> Extracted material:

══════

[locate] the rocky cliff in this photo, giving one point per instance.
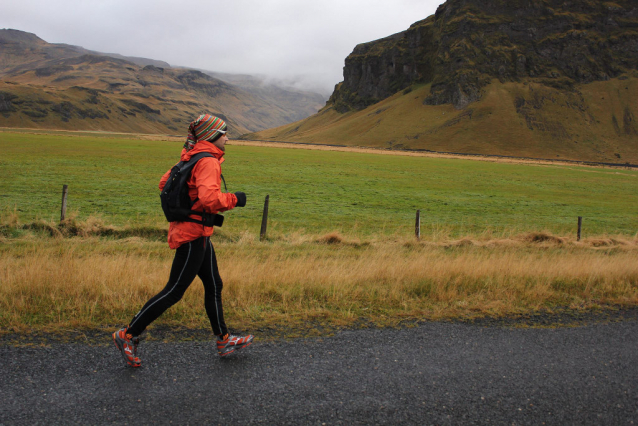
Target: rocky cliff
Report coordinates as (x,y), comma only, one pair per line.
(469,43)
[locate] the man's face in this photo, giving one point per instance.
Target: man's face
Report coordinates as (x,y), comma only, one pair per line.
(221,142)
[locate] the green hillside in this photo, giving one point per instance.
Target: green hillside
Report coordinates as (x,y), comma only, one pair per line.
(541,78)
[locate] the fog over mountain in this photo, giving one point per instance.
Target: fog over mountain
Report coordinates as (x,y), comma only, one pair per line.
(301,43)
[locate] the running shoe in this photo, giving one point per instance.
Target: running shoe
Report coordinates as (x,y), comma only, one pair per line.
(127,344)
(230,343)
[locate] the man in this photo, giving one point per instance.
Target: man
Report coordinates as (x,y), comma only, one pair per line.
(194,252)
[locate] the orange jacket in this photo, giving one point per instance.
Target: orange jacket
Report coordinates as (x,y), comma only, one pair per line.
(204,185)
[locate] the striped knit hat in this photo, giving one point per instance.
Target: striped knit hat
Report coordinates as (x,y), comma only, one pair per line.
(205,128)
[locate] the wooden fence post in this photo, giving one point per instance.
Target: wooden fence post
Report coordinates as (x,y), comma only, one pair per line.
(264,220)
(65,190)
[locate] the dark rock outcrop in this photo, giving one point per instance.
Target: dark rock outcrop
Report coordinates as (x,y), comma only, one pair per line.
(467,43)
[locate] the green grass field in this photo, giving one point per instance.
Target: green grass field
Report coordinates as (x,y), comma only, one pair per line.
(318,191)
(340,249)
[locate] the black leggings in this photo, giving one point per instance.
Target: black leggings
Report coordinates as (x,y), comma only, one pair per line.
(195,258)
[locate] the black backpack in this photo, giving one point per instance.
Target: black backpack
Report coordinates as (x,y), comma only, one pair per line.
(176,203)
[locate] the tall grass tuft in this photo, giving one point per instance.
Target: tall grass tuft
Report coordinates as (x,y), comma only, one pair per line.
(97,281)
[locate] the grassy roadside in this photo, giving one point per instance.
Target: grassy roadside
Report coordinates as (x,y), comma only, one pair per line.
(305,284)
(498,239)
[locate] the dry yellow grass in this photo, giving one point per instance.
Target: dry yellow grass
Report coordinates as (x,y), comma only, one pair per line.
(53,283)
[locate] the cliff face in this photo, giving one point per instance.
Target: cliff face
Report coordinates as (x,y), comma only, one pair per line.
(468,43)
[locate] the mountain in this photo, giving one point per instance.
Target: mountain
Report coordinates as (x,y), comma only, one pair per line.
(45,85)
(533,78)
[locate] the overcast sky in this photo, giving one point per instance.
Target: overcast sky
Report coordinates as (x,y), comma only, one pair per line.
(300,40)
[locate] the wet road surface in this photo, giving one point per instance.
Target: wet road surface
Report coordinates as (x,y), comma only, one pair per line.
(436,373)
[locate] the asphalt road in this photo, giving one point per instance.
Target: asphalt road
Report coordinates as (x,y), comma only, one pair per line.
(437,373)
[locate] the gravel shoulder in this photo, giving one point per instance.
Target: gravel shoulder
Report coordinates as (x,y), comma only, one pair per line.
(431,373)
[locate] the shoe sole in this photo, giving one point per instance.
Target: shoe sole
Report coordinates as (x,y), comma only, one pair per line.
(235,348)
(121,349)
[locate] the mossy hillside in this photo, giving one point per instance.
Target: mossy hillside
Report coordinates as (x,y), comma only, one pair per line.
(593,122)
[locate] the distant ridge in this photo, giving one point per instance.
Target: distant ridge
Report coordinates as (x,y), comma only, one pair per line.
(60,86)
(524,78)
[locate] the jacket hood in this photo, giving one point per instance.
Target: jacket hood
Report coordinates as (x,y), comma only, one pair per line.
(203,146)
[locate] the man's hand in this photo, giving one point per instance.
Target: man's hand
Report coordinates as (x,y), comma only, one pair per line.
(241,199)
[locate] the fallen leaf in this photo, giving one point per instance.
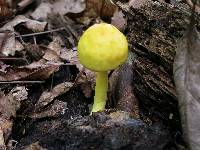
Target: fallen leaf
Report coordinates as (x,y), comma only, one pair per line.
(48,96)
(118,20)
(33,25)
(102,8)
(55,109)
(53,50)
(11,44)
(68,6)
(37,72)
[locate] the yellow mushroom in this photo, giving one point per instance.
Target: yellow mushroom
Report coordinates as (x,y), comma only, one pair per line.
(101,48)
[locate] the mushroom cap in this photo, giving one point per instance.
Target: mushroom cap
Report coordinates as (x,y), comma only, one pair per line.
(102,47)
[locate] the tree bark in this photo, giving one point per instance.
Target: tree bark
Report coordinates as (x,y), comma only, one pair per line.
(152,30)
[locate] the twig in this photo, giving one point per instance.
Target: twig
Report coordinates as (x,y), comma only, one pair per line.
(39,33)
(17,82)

══════

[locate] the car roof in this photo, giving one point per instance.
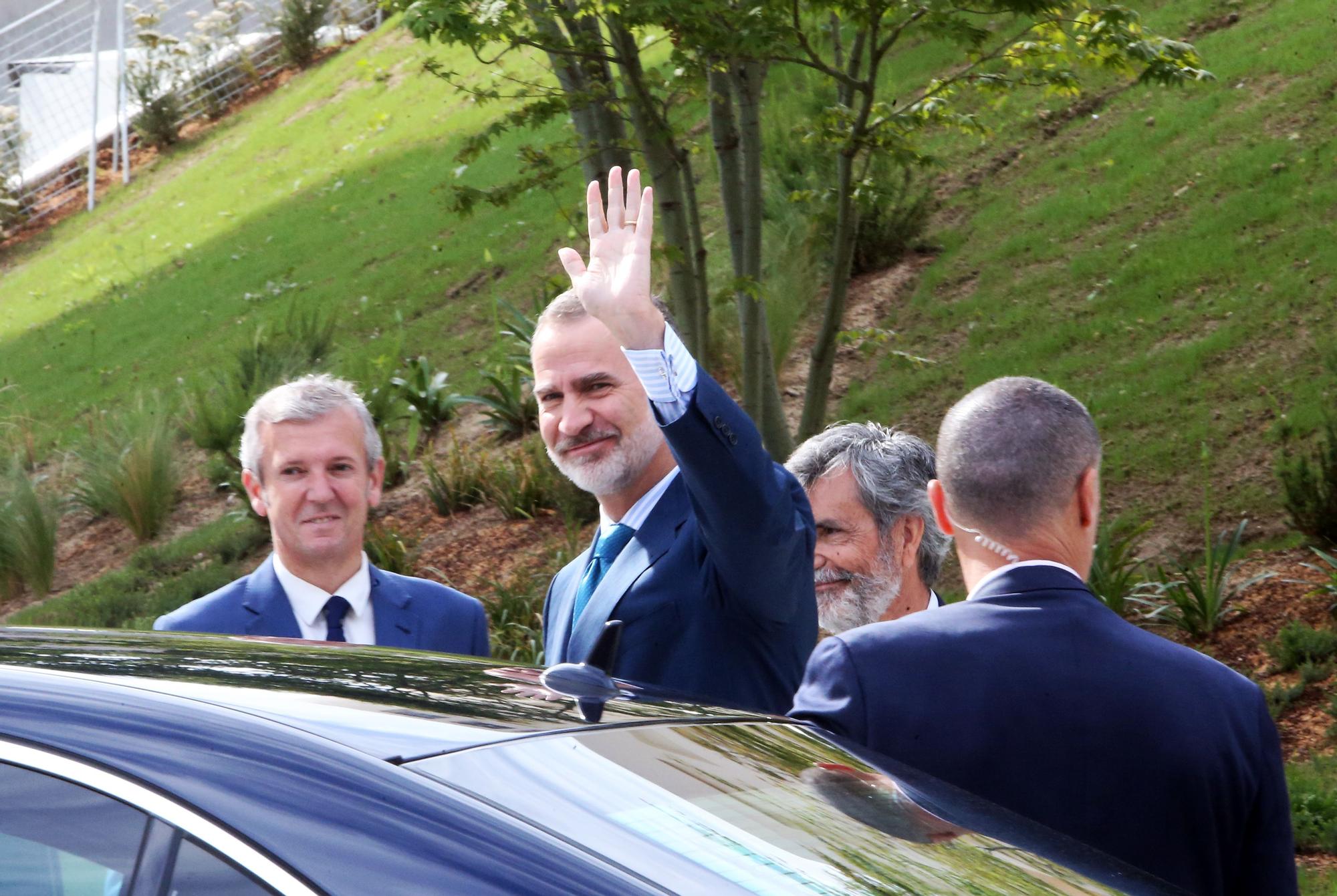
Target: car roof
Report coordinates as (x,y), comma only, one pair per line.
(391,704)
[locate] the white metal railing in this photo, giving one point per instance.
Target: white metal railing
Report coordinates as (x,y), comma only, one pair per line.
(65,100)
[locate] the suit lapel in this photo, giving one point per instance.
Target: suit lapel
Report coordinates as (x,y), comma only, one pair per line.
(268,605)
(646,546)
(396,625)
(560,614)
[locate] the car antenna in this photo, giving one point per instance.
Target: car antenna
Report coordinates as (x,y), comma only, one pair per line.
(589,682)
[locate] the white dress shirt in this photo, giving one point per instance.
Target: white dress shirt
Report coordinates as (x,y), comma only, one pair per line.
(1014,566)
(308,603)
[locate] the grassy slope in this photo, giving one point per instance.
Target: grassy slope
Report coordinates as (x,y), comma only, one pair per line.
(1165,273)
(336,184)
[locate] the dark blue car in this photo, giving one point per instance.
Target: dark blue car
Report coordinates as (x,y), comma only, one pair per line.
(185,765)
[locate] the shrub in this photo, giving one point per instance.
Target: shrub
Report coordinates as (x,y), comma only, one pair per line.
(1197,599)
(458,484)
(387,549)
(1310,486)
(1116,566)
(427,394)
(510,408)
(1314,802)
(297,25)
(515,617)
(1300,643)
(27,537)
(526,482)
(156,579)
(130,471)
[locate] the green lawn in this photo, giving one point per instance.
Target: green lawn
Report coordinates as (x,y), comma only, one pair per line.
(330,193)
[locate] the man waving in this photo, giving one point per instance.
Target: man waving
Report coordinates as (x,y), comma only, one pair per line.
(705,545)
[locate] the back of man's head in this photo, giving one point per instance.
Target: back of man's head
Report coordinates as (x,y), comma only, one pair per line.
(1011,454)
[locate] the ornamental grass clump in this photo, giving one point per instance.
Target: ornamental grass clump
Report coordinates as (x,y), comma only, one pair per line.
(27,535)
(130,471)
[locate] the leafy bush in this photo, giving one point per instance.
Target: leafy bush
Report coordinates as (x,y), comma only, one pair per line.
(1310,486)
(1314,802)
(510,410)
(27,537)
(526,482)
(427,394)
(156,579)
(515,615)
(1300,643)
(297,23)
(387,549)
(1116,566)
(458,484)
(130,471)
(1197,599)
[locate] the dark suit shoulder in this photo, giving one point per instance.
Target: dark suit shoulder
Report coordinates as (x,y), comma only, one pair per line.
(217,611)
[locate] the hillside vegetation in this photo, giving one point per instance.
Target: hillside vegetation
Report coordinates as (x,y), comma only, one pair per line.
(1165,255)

══════

> Exercise description: Please report every line of the records that contains the word "gravel", copying each such line in full.

> Correct output:
[locate] the gravel shoulder in this photo, giving one point per instance.
Target: gravel shoulder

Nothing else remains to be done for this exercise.